- GOAL: Copy the listing below verbatim, every line included.

(Listing of named-object points)

++++++++++

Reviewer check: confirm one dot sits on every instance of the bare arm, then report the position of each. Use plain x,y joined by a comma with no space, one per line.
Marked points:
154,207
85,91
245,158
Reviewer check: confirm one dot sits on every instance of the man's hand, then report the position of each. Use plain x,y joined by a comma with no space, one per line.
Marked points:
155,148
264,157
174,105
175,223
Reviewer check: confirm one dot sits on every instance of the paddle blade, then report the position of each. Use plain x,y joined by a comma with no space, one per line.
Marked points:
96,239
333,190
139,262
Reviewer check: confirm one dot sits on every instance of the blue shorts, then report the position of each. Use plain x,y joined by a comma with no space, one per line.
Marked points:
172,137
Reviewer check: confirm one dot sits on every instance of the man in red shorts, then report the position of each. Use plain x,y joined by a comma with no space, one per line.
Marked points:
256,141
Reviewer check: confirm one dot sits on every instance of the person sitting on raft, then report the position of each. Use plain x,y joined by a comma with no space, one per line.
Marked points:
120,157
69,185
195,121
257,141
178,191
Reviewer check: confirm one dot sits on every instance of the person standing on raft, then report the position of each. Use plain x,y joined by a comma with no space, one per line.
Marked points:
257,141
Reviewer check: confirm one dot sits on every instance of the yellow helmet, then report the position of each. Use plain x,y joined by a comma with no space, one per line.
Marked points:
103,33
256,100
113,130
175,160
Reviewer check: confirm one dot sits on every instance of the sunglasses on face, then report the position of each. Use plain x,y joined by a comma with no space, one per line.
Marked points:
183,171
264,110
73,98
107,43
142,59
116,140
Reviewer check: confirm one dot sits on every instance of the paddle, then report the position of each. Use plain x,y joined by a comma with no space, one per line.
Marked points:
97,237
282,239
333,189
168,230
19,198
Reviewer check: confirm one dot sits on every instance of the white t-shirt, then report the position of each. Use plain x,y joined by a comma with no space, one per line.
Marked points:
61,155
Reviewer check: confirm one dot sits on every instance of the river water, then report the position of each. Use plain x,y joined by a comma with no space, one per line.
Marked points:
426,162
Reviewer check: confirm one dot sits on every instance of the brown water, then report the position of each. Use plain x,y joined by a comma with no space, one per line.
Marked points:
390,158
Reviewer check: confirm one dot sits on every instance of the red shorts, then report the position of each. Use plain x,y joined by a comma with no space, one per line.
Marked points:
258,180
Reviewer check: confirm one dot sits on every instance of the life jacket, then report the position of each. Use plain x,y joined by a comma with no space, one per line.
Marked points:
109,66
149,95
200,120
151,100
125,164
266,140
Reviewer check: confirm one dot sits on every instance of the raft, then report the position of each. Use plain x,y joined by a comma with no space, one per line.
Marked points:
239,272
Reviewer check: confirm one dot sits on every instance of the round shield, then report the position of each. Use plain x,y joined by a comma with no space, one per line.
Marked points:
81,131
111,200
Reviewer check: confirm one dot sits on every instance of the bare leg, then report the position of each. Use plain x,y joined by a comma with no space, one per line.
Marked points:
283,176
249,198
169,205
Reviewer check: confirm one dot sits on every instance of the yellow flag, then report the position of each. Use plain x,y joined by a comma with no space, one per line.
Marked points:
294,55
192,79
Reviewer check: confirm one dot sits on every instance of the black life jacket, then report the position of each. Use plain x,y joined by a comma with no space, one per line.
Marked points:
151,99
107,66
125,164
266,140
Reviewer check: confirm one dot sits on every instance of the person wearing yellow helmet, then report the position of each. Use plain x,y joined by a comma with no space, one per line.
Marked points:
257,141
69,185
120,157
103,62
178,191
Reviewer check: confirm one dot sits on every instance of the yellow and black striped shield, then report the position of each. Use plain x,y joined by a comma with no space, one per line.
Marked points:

++++++++++

- EXPECTED OUTPUT:
Reviewer check: confirm one dot sits on every instance of the bare arm, then report the position of each. Use plain x,y joined by a comma with no space, one per line.
Marked points:
154,207
85,91
245,158
Reviewer check: confirm one dot sits on every instance of the man's hand, then report the position of each. Use plain x,y joined by a comma with no space, one per line.
Marked points:
155,148
264,157
174,105
175,223
Reviewer check: confirm one dot sits on every instance of the paddle blade, then report the position of each. Use plain x,y joined by a comma with no space, one per line.
Marked points:
96,239
333,190
139,262
Reviewer check: confirm one dot sits on every instance of the blue shorts, then report the position of each. Use plain x,y joined by a comma with no space, one per line.
Marked points:
172,137
Reviewer check: confirm one dot sits on every instance of the man in red shorts, then report the position of each. Use plain x,y joined by a comma with no space, one per line.
Marked points:
256,141
Reviewer check: confirm one dot sits on every instance of the person sitting on raft, then report the position of each. Use plain x,y joined by a comma with no space, one per line.
Marked points:
120,157
69,185
195,121
257,141
178,191
Reviewer check: confirm one dot sits on every instance of the person standing on raft, then report the position of each. Use plain x,y joined by a comma with no space, one per line.
Marked points:
257,141
Reviewer check: confirm one dot sits on every instance of the yellow helmet, then report the position of each. Use plain x,y joined by a comma with no space, one per line.
Marked points:
103,33
256,100
113,130
175,160
Reviewer check: confirm one dot sits on every instance of the sunglasses on face, then report the position of each. Use plain x,y joined by a comma with no space, one per line.
Marked points:
183,171
264,110
73,98
107,43
142,59
116,140
Reviewer check: confirm one dot sits on every instance of the paddle, then report the position of each. Use plain x,y joined by a comma with no space, one per line.
Marked points:
97,237
282,239
333,189
168,230
19,198
Reviewer check: confirm one dot sits on every instance of the white t-shirt, then report the position of each. Use plain x,y joined by a comma with no space, one per line.
Marked points:
61,155
Reviewer check: confirm one dot sits on every instance of the river water, then report the position of each. Use plain x,y joined by a comma with no space, one per line.
Marked points:
426,162
Reviewer check: confirm one dot sits on every instance of the brown water, then report the position of each. Use plain x,y joined by a comma with no space, one per line.
Marked points:
390,158
Reviewer check: confirm one dot sits on every instance of the red shorts, then report the position of each. Use plain x,y joined by a comma with no space, one per line.
Marked points:
258,180
Reviewer check: confirm one dot sits on every instance of the life jacket, then report the position of each. Use plain x,y joined by a comma with no space, one per line.
Marked points:
109,66
149,95
200,120
151,100
125,164
266,140
Reviewer check: confirm one dot sits on every instance of the raft, then report the position of each. Use plain x,y joined by a comma with no space, one per line.
Marked points:
239,272
Reviewer check: confirm one dot sits on every instance of the round shield, then report the position of each. Use plain x,y joined by a comma with no space, one per line.
Marked points:
81,131
111,200
Reviewer check: confirm one dot sits on every instance of the bare leg, then report the position of each. Use plain x,y joined by a comma with no space, one per line.
Marked points:
283,176
249,198
169,205
Reviewer check: confirm one dot sits on every instance of the yellow flag, then report the position of each. Use plain x,y joined by a comma with no space, one per line.
Marked points:
294,55
192,79
Reviewer check: confirm one dot sits on every instance of the black life jacket, then report the position of each. Use plain x,y joined by a comma with no space, one per line.
Marked points:
151,99
107,66
125,164
266,140
Reviewer check: confirm one dot sits on every instance of the person wearing yellow helmet, then report the position of each. Use plain x,y joined by a comma with no space, one per line.
Marked points:
257,141
69,185
120,157
103,62
178,191
Reviewer check: confirm one dot sits on every instance of the yellow and black striped shield, then report the position of each. Use plain x,y joined by a comma with no space, one per line.
Marked points:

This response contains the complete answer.